◆ **Goal**:
How many lines in the material below contain the string "every"? Case matters. Reply with the number alone.

Contour labeling items
════

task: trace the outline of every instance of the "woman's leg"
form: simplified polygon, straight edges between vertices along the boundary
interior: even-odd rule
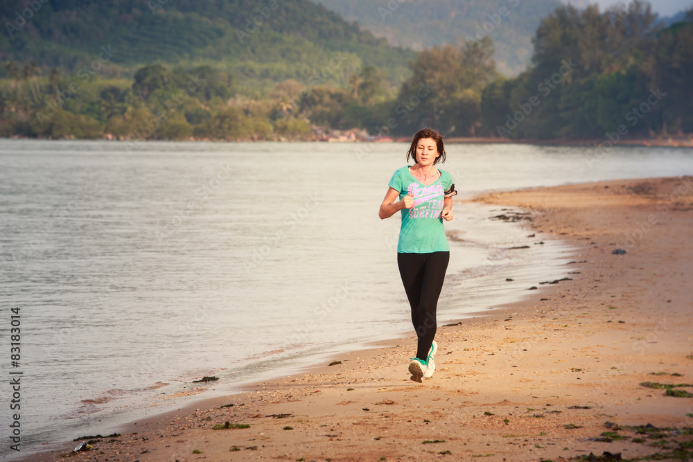
[[[423,361],[435,338],[438,297],[449,260],[447,251],[397,254],[400,276],[412,309],[412,323],[419,339],[416,357]]]

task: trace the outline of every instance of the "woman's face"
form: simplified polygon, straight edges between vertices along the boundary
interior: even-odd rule
[[[438,146],[432,138],[422,138],[416,143],[416,161],[423,167],[433,165],[439,156]]]

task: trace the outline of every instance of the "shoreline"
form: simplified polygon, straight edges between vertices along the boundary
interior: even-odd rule
[[[638,380],[693,381],[693,361],[685,357],[693,311],[685,270],[693,251],[685,243],[675,246],[676,236],[690,235],[685,228],[693,222],[690,184],[690,177],[624,180],[477,197],[472,202],[530,211],[532,229],[568,240],[579,247],[577,260],[586,261],[574,264],[577,274],[570,281],[440,327],[433,379],[423,384],[409,379],[403,358],[414,344],[410,335],[339,355],[340,364],[252,384],[241,394],[196,401],[132,423],[117,441],[95,443],[94,450],[72,459],[438,460],[449,451],[455,459],[493,453],[493,460],[501,454],[538,460],[588,451],[622,450],[627,458],[651,454],[656,448],[633,442],[634,432],[624,425],[682,428],[685,412],[693,412],[693,398],[664,396],[662,390],[638,385]],[[642,224],[650,222],[645,229]],[[630,243],[619,242],[629,232],[632,247],[625,255],[611,254],[620,243]],[[650,247],[667,258],[654,258]],[[647,281],[651,290],[624,276]],[[537,284],[541,282],[548,281]],[[655,307],[654,314],[666,309],[666,315],[652,316],[640,305],[650,311]],[[620,343],[624,345],[617,346]],[[284,414],[289,415],[277,418]],[[606,420],[621,425],[628,439],[589,441],[609,431]],[[211,429],[225,421],[250,427]],[[573,427],[565,427],[570,424]],[[676,438],[662,441],[675,445]],[[62,460],[76,444],[24,460]],[[203,454],[193,454],[195,450]]]

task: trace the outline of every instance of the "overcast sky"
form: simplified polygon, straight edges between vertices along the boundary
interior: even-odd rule
[[[572,3],[577,7],[583,7],[588,3],[598,3],[599,11],[604,11],[606,8],[612,5],[622,3],[629,5],[634,0],[564,0],[565,3]],[[652,5],[652,10],[658,13],[660,16],[671,16],[675,15],[682,10],[690,10],[693,7],[693,0],[652,0],[650,1]]]

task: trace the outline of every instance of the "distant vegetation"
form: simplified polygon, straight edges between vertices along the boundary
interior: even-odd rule
[[[539,21],[559,0],[313,0],[356,21],[377,37],[414,50],[459,46],[468,37],[493,40],[498,70],[517,75],[532,57]]]
[[[10,46],[1,48],[0,136],[277,139],[328,129],[410,136],[423,126],[448,136],[516,139],[693,133],[693,11],[663,28],[649,6],[638,2],[603,12],[559,7],[539,23],[531,64],[508,78],[497,71],[488,37],[417,55],[310,2],[273,1],[269,13],[256,14],[268,14],[265,25],[276,31],[267,27],[247,37],[238,34],[245,19],[229,12],[238,13],[243,2],[211,1],[205,16],[189,12],[193,4],[184,0],[156,14],[133,12],[136,3],[146,5],[134,1],[39,2],[42,10],[13,38],[3,39]],[[81,10],[60,9],[78,3]],[[273,16],[273,6],[288,8],[288,16]],[[301,6],[305,11],[297,10]],[[40,14],[49,8],[55,20],[44,24]],[[3,21],[11,19],[12,9],[2,10]],[[315,15],[306,17],[310,11]],[[78,27],[99,12],[125,17]],[[178,24],[177,32],[152,26],[164,19]],[[213,38],[207,45],[175,38],[198,30],[198,39],[206,40],[215,24],[224,30],[227,43],[219,46],[225,51]],[[89,38],[98,33],[115,38]],[[148,34],[152,37],[145,39]],[[164,39],[170,42],[162,44]],[[241,39],[246,48],[238,47]],[[409,68],[394,77],[407,53]],[[209,58],[213,55],[218,61]],[[71,60],[76,64],[66,71]]]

════

◆ **The answer**:
5